> QUOTED TEXT:
In spite of his own cautionary words on the subject, Eliot did not always remain silent. In
The Sacred Wood
, he wrote that “Dante’s is the most comprehensive, and the most
ordered
presentation of emotions that has ever been made.”
2
He also insisted that Dante was superior to Milton, dismissing the latter’s claim as a worthy contender or pretender to the Italian’s crown. “Dante seems to me so immeasurably greater in every way, even in control of language, that I am often irritated by Milton’s admirers.”
3

As usual, I find myself in essential agreement with Eliot. The difference between these two great poets, Dante and Milton, is truly abysmal, in the sense that an abyss separates them. It is an abyss that is analogous to the chasm that separates heaven from hell. One does not need to agree wholeheartedly with William Blake’s assertion that Milton was “of the Devil’s party without knowing it” to agree nonetheless with his judgment that “Milton wrote in fetters when he wrote of Angels & God, and at liberty when of Devils & Hell”. Whether or not Milton truly had sympathy for the devil, he certainly gave him many of the best lines.

The difference between Milton and Dante can be summarized succinctly. Milton’s approach is devious, deviant, even devilish; Dante’s is divine. Milton’s focus is principally infernal, concentrating on infernal principalities and powers; Dante’s is always on paradise, even when he is in hell. Milton’s heaven is a military dictatorship with Satan as the leader of an army of rebel freedom fighters; Dante’s heaven is a communion of saints living in harmony within a hierarchy of virtue, moved by Love. Milton points to hell, even from heaven; Dante points to heaven, even from hell. Milton descends from the positive to the negative; Dante ascends from the negative to the positive. Milton’s is the tragedy of a Paradise Lost; Dante’s the comedy of a Paradise Attained.

If modernity does not perceive the profound difference between these two masterful poets, it is not particularly surprising. Modernity does not perceive
anything
very profoundly, least of all those things that are truly profound. The cry of the
De profundis
cannot be heard by the moderns because in order to cry
de profundis
, one must first have some perception of the depth from which one is crying. Paradoxically, modernity cannot cry from out of the depths because it is out of its depth. It simply does not understand the deeper things.

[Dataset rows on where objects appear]
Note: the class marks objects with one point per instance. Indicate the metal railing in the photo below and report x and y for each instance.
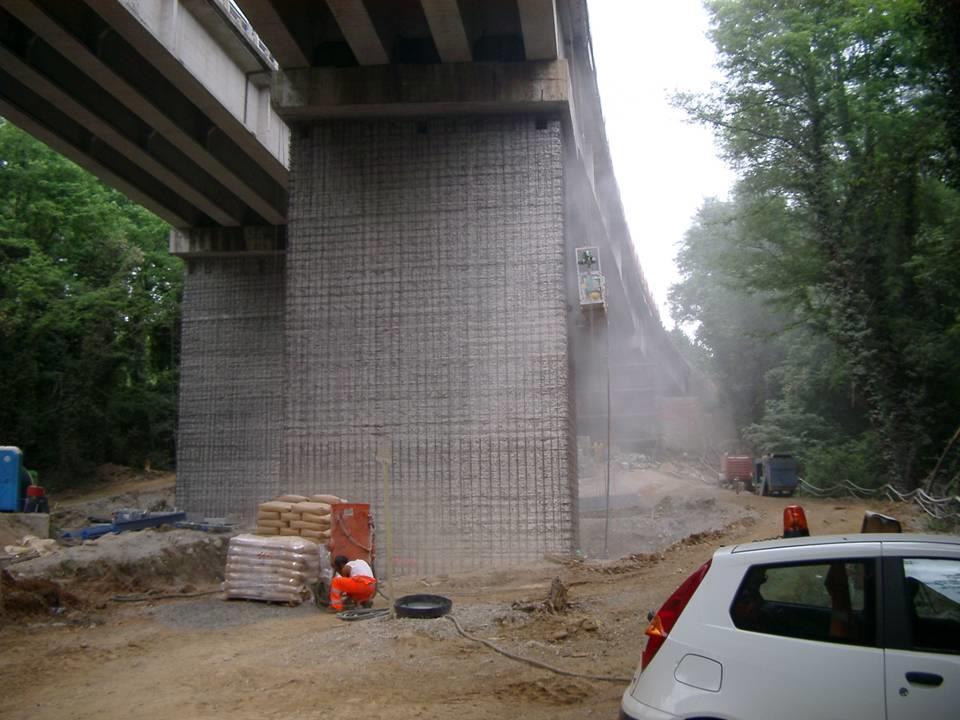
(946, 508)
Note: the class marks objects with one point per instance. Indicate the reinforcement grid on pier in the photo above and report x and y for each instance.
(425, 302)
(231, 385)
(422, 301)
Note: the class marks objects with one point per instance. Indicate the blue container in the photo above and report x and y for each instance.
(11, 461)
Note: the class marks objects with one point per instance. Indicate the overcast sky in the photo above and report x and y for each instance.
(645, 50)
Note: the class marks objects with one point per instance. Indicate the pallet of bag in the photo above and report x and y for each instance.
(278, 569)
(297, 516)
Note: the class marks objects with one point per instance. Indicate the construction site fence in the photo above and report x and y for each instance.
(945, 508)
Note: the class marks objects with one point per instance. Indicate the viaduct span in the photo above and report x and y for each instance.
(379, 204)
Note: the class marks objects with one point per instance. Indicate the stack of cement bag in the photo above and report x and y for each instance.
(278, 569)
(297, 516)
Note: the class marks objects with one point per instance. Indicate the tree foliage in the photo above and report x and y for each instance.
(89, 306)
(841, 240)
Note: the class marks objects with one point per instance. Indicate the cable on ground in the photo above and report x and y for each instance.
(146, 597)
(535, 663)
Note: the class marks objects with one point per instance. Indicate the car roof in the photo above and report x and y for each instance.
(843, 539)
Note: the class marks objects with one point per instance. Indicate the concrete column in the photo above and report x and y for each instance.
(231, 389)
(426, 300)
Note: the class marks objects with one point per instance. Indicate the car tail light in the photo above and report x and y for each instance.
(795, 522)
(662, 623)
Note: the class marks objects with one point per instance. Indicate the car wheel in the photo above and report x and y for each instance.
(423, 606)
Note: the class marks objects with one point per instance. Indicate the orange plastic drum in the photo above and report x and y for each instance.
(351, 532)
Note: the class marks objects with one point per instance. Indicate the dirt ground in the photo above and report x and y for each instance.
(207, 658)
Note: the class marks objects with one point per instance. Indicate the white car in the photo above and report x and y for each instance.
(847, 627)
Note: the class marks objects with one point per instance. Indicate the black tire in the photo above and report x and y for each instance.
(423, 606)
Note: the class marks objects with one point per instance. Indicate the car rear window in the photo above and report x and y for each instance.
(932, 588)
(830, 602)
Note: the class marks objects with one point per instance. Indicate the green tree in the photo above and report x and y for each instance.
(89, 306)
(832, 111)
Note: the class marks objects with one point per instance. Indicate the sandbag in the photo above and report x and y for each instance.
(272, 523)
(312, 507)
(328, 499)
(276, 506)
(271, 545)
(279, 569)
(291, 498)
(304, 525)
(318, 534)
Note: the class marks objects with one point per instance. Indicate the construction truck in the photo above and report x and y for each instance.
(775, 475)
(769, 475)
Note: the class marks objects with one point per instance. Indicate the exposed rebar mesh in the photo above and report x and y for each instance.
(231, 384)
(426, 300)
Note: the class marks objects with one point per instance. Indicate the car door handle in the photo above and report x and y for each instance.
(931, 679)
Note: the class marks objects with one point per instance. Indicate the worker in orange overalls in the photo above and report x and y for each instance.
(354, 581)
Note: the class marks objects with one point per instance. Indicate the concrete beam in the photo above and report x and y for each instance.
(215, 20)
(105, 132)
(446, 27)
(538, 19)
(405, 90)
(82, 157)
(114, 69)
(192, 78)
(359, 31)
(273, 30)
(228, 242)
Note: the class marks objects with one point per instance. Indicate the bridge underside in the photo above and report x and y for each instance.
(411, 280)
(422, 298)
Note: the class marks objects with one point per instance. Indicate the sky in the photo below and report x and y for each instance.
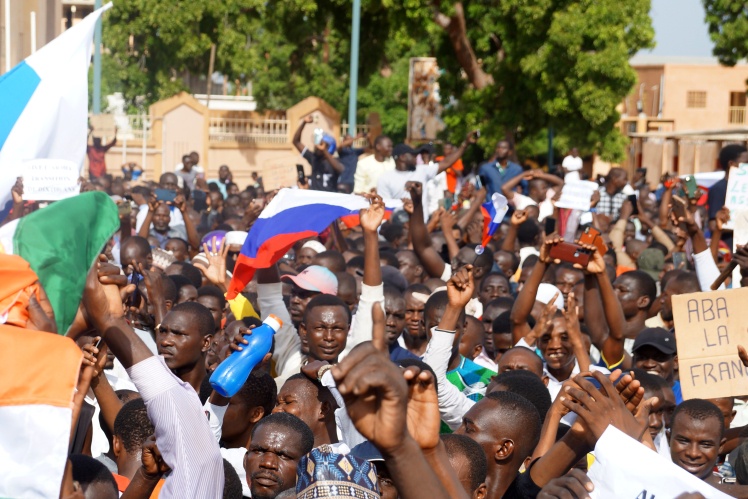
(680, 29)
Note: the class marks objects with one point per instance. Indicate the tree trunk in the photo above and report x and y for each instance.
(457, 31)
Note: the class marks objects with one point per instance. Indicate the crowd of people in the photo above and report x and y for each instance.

> TASKS:
a) Turn the paragraph of the passage on Dante and Milton that begins "The difference between Milton and Dante" into a short list that keeps each contrast it draws.
b) In the passage on Dante and Milton, what did Blake say about how Milton wrote of Angels and God compared with Devils and Hell?

> ANSWERS FOR THE EXERCISE:
a)
- Approach: Milton's is devious, deviant, even devilish; Dante's is divine.
- Focus: Milton's is mainly infernal, on infernal principalities and powers; Dante's is always on paradise, even in hell.
- Heaven: Milton's is a military dictatorship, with Satan leading an army of rebel freedom fighters; Dante's is a communion of saints living in harmony within a hierarchy of virtue, moved by Love.
- Direction: Milton points to hell, even from heaven; Dante points to heaven, even from hell.
- Movement: Milton descends from the positive to the negative; Dante ascends from the negative to the positive.
- Outcome: Milton's is the tragedy of a Paradise Lost; Dante's is the comedy of a Paradise Attained.

b) Blake said Milton "wrote in fetters when he wrote of Angels & God, and at liberty when of Devils & Hell."